* **Task**
Restate the data below word for word. Skip any images it contains.

(Coordinate annotation records)
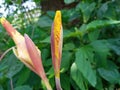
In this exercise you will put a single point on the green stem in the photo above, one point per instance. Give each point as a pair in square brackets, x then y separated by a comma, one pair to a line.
[58, 85]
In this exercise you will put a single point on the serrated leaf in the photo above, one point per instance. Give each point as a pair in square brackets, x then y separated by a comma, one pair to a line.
[44, 21]
[66, 60]
[112, 75]
[23, 77]
[68, 1]
[65, 82]
[77, 77]
[25, 87]
[83, 58]
[114, 44]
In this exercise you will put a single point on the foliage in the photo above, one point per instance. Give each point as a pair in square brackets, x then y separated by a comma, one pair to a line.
[91, 48]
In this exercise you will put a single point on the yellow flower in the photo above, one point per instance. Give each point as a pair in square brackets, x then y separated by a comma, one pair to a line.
[31, 57]
[56, 46]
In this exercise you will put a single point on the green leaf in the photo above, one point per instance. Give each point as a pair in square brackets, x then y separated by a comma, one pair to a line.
[68, 1]
[114, 44]
[25, 87]
[66, 60]
[65, 82]
[101, 50]
[112, 76]
[83, 60]
[23, 77]
[13, 65]
[1, 87]
[69, 46]
[44, 21]
[100, 23]
[94, 35]
[86, 9]
[77, 77]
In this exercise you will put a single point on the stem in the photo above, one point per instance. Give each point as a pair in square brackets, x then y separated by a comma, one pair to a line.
[11, 84]
[5, 53]
[58, 85]
[47, 84]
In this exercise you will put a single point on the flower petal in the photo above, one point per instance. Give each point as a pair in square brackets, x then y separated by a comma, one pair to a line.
[56, 42]
[7, 26]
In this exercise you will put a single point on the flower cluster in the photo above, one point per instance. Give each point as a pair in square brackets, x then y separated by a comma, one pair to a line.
[30, 55]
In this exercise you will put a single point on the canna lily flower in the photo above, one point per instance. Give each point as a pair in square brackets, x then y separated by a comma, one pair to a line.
[28, 54]
[56, 46]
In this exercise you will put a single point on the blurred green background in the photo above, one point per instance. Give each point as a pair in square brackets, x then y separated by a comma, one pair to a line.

* **Solved exercise**
In this exercise you will put a single point on the green stem in the photo above, one point per instance. Give each point as a pair in square brackets, x then y separated by a comma, one pair to a line.
[58, 85]
In this exercise you will put a single point on the serrated leaf in the photo above, one point per instance. Give each point as a pair in square brackets, x then y separated by a comma, one pair to a line.
[44, 21]
[66, 60]
[112, 75]
[23, 77]
[68, 1]
[65, 82]
[77, 77]
[25, 87]
[83, 58]
[114, 44]
In this exercise you will put a single point on the foliage in the photo above, one point per instance. Give each point as a pair in square brackets, x then y separated by a comma, one pair to a line.
[91, 48]
In this exercise you will put a single point on the yellow flower in the photo above, one point per instance. Give each point as a pair in square brackets, x then y separated by a comma, one pair to a line.
[31, 57]
[56, 46]
In this exercise you will put a single point on the green leaf in the photo above, one point per instance. Give each point as a pair in square brackets, x then y separated by a comma, one pair to a line.
[68, 1]
[114, 44]
[25, 87]
[66, 60]
[65, 82]
[101, 50]
[112, 76]
[83, 60]
[23, 77]
[13, 65]
[1, 87]
[69, 46]
[44, 21]
[100, 23]
[94, 35]
[86, 9]
[77, 77]
In this exercise you will put a single point on the stem in the photo above, one point per instance. Give each point as a pair in square brackets, x then y separated by a comma, one pair to a line.
[11, 84]
[5, 53]
[58, 85]
[47, 84]
In this exercise you will put a single point on the flower petal in the photo above, one point per instance. Give each point as a pair in square brackets, x then y separated by a comma, one pair to a line.
[56, 42]
[7, 26]
In this exercise you will put a single point on the flower cluster in the photo above, one point per instance. Give each point as a pair in square brackets, x then y separated by a comma, one pair to a line.
[30, 55]
In this exercise you will put a single point on the canna lily flower in the photo above, one point per instance. Give each point as a pair in square brackets, x then y separated by a comma, one pair to a line.
[28, 54]
[56, 46]
In this exercise you will put a single point on the blurred green background in the photo above, one point per instance. Give each point as a pair in square brackets, x then y separated by a comma, one pair to a line.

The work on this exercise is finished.